Records of labeled points:
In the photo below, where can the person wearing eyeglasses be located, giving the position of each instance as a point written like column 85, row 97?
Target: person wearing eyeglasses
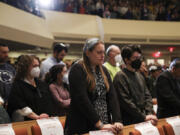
column 30, row 98
column 94, row 104
column 60, row 50
column 133, row 95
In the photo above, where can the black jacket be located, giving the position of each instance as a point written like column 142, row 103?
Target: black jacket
column 82, row 116
column 133, row 96
column 168, row 95
column 39, row 99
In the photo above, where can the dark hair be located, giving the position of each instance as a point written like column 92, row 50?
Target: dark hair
column 128, row 51
column 58, row 47
column 175, row 63
column 51, row 76
column 89, row 46
column 23, row 65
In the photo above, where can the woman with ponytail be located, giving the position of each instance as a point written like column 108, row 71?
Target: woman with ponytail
column 94, row 103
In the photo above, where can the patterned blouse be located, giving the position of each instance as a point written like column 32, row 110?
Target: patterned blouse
column 100, row 103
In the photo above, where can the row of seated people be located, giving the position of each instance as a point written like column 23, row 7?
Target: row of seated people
column 33, row 128
column 95, row 100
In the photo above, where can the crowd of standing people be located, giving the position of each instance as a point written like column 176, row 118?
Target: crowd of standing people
column 94, row 94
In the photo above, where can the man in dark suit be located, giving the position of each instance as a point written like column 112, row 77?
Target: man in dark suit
column 168, row 91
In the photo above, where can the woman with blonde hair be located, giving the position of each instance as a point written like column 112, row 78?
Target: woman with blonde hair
column 94, row 103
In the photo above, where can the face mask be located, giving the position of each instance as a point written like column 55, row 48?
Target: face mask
column 136, row 64
column 118, row 58
column 65, row 78
column 35, row 72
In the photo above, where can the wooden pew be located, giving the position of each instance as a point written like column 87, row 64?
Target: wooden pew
column 29, row 124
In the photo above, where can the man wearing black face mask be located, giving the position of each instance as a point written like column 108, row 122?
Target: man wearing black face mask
column 59, row 52
column 168, row 91
column 134, row 97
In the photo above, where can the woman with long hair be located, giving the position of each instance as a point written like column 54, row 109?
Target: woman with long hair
column 94, row 103
column 59, row 88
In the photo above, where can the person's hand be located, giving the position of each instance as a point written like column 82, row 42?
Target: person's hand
column 152, row 118
column 43, row 115
column 119, row 126
column 109, row 127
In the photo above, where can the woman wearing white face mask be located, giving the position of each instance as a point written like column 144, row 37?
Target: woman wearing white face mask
column 59, row 89
column 29, row 97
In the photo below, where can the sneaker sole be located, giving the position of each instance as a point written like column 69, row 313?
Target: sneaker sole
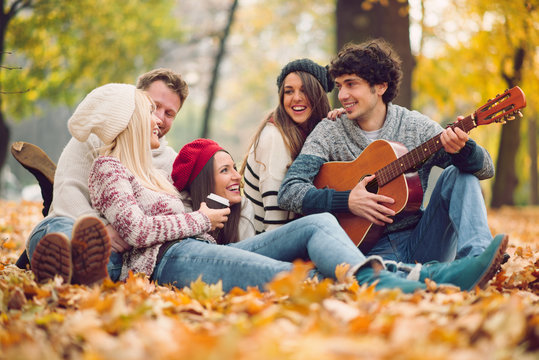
column 52, row 257
column 494, row 265
column 90, row 249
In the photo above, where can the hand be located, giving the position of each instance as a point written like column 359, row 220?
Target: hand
column 218, row 217
column 368, row 205
column 335, row 113
column 117, row 243
column 453, row 140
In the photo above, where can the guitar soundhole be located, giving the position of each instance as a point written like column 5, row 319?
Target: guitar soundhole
column 372, row 186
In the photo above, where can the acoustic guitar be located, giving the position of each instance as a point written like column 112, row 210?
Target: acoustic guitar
column 394, row 168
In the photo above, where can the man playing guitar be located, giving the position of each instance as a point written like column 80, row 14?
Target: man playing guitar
column 454, row 225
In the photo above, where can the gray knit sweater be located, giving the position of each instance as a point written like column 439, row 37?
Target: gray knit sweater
column 343, row 140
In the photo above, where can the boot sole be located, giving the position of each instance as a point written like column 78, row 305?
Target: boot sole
column 52, row 257
column 495, row 264
column 90, row 249
column 34, row 158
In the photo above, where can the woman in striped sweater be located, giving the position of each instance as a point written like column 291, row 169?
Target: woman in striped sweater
column 303, row 103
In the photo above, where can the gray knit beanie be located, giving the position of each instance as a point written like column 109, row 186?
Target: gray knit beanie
column 319, row 72
column 105, row 111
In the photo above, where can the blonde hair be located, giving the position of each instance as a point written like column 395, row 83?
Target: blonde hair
column 132, row 147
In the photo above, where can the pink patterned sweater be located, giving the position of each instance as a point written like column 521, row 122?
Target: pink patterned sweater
column 144, row 218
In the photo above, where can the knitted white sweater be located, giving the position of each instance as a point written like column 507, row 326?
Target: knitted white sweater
column 70, row 194
column 144, row 218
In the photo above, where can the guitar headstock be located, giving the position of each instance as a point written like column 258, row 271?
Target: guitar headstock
column 502, row 108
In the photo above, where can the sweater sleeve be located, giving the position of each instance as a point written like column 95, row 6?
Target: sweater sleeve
column 70, row 192
column 298, row 194
column 114, row 192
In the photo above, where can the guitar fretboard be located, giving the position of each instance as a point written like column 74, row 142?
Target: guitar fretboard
column 416, row 156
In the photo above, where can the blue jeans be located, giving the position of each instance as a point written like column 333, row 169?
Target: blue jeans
column 46, row 226
column 256, row 261
column 454, row 224
column 65, row 225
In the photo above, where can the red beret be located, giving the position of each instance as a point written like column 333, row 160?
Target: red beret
column 190, row 161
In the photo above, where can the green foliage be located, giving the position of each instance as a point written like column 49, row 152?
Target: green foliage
column 68, row 47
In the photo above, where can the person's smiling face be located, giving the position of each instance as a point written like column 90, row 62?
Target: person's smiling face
column 295, row 100
column 167, row 104
column 226, row 178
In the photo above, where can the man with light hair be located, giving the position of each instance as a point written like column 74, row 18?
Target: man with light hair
column 71, row 198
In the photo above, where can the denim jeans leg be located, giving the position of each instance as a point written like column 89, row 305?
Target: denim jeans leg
column 46, row 226
column 454, row 224
column 318, row 238
column 189, row 259
column 114, row 267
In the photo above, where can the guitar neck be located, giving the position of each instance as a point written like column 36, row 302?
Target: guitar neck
column 416, row 156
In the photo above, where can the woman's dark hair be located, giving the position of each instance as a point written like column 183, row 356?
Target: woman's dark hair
column 200, row 188
column 293, row 134
column 374, row 61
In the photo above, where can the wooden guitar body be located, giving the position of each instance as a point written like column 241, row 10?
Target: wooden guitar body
column 405, row 189
column 394, row 167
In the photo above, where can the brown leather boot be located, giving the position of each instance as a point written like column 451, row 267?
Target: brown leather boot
column 32, row 158
column 52, row 257
column 90, row 251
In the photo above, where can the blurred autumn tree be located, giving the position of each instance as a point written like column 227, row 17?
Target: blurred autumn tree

* Directions for this task *
Switch each "be located" in the material above to "be found" and give all of its lines again with nothing else changed. Leave the pictures out.

* Result of the exercise *
In the photo below, where can the person wearing eyeglasses be found, giving the position of each instance as a point written like column 85, row 97?
Target: person wearing eyeglasses
column 30, row 98
column 94, row 104
column 60, row 50
column 133, row 95
In the photo above, where can the black jacket be found, giving the position of each instance as a point written like column 142, row 103?
Target: black jacket
column 82, row 116
column 133, row 96
column 168, row 95
column 39, row 99
In the photo above, where can the dark hair be found, giving the position of each instance as a point written like column 92, row 50?
Target: dark hair
column 128, row 51
column 58, row 47
column 175, row 63
column 51, row 76
column 89, row 46
column 23, row 65
In the photo above, where can the woman with ponytail be found, giving the position of each instance as a point written like column 108, row 71?
Target: woman with ponytail
column 94, row 103
In the photo above, where can the patterned blouse be found, giving the position of each instance as a point written like column 32, row 110?
Target: patterned blouse
column 100, row 103
In the photo above, where can the row of seated people be found, giving the position of each instance as a point written like column 23, row 7?
Target: row of seated people
column 33, row 128
column 95, row 100
In the photo above, where can the crowd of standing people be found, giving the position of each instance as a point written like column 176, row 118?
Target: crowd of standing people
column 94, row 94
In the photo above, where can the man in dark suit be found, giving the position of each instance as a point written like column 112, row 77?
Target: man in dark suit
column 168, row 91
In the photo above, where can the woman with blonde hair be found, giving the position of each instance as a point written like column 112, row 78?
Target: woman with blonde hair
column 94, row 103
In the photo above, where can the face mask be found, giving the position of each instance as a point written like column 55, row 48?
Target: face mask
column 136, row 64
column 118, row 58
column 65, row 78
column 35, row 72
In the photo above, where can the wooden pew be found, giving the position of each instance as a point written like column 87, row 64?
Target: wooden pew
column 29, row 124
In the photo above, where can the man wearing black face mask be found, giving the position of each instance as a point written like column 108, row 122?
Target: man wearing black face mask
column 59, row 52
column 168, row 91
column 134, row 97
In the photo above, where can the woman with long hair be found, giving the position of each instance as a point written like column 54, row 109?
Target: woman with long hair
column 94, row 103
column 59, row 88
In the photo above, where can the person's hand be found, giving the position of each instance as a point written like column 82, row 42?
Target: person's hand
column 152, row 118
column 43, row 115
column 119, row 126
column 109, row 127
In the photo above, where can the woman wearing white face mask be found, giving the position of each instance as a point written like column 144, row 37?
Target: woman wearing white face mask
column 59, row 89
column 29, row 97
In the photo below, where can the sneaker sole be found, giving the position of each instance as a point written like column 69, row 313?
Target: sneaker sole
column 52, row 257
column 494, row 265
column 90, row 249
In the photo above, where can the hand be found, giving the position of each instance as a point written like column 359, row 220?
Target: hand
column 218, row 217
column 368, row 205
column 335, row 113
column 117, row 243
column 453, row 140
In the photo above, where can the guitar soundhole be found, giving the position of each instance as a point written like column 5, row 319?
Target: guitar soundhole
column 372, row 186
In the photo above, where can the acoustic guitar be found, giving the position of each instance as a point written like column 112, row 210?
Target: acoustic guitar
column 394, row 168
In the photo above, where can the man playing guitar be found, giving the position of each instance as a point written like column 80, row 14?
Target: man playing guitar
column 454, row 225
In the photo above, where can the gray knit sweater be found, giving the position of each instance as a point written like column 439, row 37?
Target: gray knit sweater
column 343, row 140
In the photo above, where can the boot sole be found, giving the position of each instance as a point written like column 78, row 305?
Target: boot sole
column 52, row 257
column 495, row 264
column 90, row 249
column 34, row 158
In the photo above, where can the woman in striped sweater be found, giving the position of each instance as a point written like column 291, row 169?
Target: woman in striped sweater
column 303, row 103
In the photo above, where can the gray knit beanie be found, giving the position of each instance as a point written like column 109, row 186?
Target: gray knit beanie
column 319, row 72
column 105, row 111
In the photo above, where can the blonde hair be found, giving the position of each instance as a point written like column 395, row 83?
Target: blonde hair
column 132, row 147
In the photo above, where can the pink patterned sweater be found, giving the position of each instance as a point written like column 521, row 122?
Target: pink patterned sweater
column 144, row 218
In the photo above, where can the knitted white sweater be found, giving the position of each instance as a point written like column 507, row 326?
Target: knitted white sweater
column 70, row 194
column 144, row 218
In the photo above, where can the guitar headstock be found, giving the position of each instance as a point written like column 258, row 271?
Target: guitar headstock
column 502, row 108
In the photo above, where can the sweater sleeve be found, giving the position of each instance as a point written like column 95, row 6?
Target: sweater sleeve
column 70, row 192
column 298, row 194
column 114, row 192
In the photo above, where can the guitar fretboard be found, giving the position of each instance as a point written like column 74, row 142?
Target: guitar fretboard
column 416, row 156
In the photo above, where can the blue jeans be found, giving the position of each instance as a point written like column 333, row 169?
Target: blue jeans
column 46, row 226
column 256, row 261
column 454, row 224
column 65, row 225
In the photo above, where can the red beret be found, giving the position of each instance as a point written like column 333, row 160?
Target: red beret
column 190, row 161
In the photo above, where can the green foliage be found, giving the position of each instance as a point written like column 49, row 152?
Target: green foliage
column 68, row 47
In the photo above, where can the person's smiling face be found, giving the position of each instance as a point written like column 90, row 62?
Target: person's smiling face
column 295, row 100
column 167, row 104
column 226, row 178
In the photo above, where can the man with light hair be found, giving the position of each instance as a point written like column 74, row 18?
Target: man with light hair
column 71, row 198
In the photo above, where can the denim jeans leg be found, giving the position of each instance as a point written like column 89, row 305?
Target: denim jeans leg
column 46, row 226
column 454, row 224
column 318, row 238
column 189, row 259
column 114, row 267
In the photo above, where can the guitar neck be found, giving the position of each instance as a point written like column 36, row 302?
Target: guitar neck
column 416, row 156
In the photo above, where can the woman's dark hair be found, giving the position of each instance as a point written like column 183, row 356?
Target: woman's dark hair
column 200, row 188
column 293, row 134
column 374, row 61
In the photo above, where can the wooden guitar body be found, giving the position of each instance as a point written like column 241, row 10?
Target: wooden guitar body
column 405, row 189
column 394, row 167
In the photo above, where can the brown leather boot be found, giving the position of each instance as a point written like column 451, row 267?
Target: brown leather boot
column 32, row 158
column 52, row 257
column 90, row 251
In the photo above, where can the blurred autumn tree be found, giving the position of each instance as a point written like column 227, row 17?
Target: blurred autumn tree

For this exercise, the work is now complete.